- _Information supplied_:
Start

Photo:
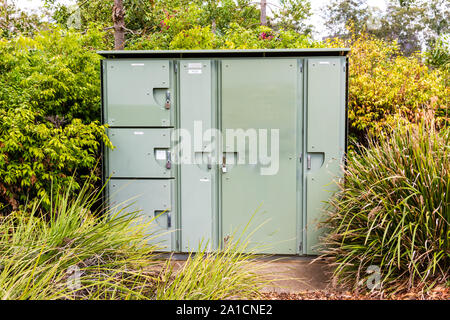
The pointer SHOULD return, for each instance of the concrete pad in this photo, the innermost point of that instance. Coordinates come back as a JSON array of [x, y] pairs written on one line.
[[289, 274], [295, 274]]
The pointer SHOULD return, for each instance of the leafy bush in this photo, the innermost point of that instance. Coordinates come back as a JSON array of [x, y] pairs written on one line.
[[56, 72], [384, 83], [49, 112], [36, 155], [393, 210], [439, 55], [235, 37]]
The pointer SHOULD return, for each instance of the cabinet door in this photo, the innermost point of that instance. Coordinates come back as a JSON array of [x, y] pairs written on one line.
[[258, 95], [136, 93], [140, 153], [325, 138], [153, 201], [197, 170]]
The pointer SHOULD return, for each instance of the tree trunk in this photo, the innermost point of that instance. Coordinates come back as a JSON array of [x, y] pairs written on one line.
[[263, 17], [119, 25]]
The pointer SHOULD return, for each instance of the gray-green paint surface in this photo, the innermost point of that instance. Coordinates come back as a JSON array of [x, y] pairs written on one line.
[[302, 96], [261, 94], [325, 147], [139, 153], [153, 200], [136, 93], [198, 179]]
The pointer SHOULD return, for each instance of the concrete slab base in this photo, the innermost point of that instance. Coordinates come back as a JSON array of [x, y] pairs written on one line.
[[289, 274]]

End
Start

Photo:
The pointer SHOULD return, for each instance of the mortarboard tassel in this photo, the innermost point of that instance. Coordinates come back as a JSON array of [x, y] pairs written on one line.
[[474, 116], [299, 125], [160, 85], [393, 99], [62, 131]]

End

- _Goal_:
Pull out each line of the records that includes the word "concrete", and copy those lines in their original order.

- _Answer to the task_:
The pointer SHOULD return, for each instance of the concrete pad in this photo, the innermost point of that instance. Coordinates come back as a JSON array of [x, y] pairs written on one line.
The pointer SHOULD return, for each instance of the concrete slab base in this photo, the innermost point of that instance. Coordinates come back as a JSON array of [x, y] pairs written on one line.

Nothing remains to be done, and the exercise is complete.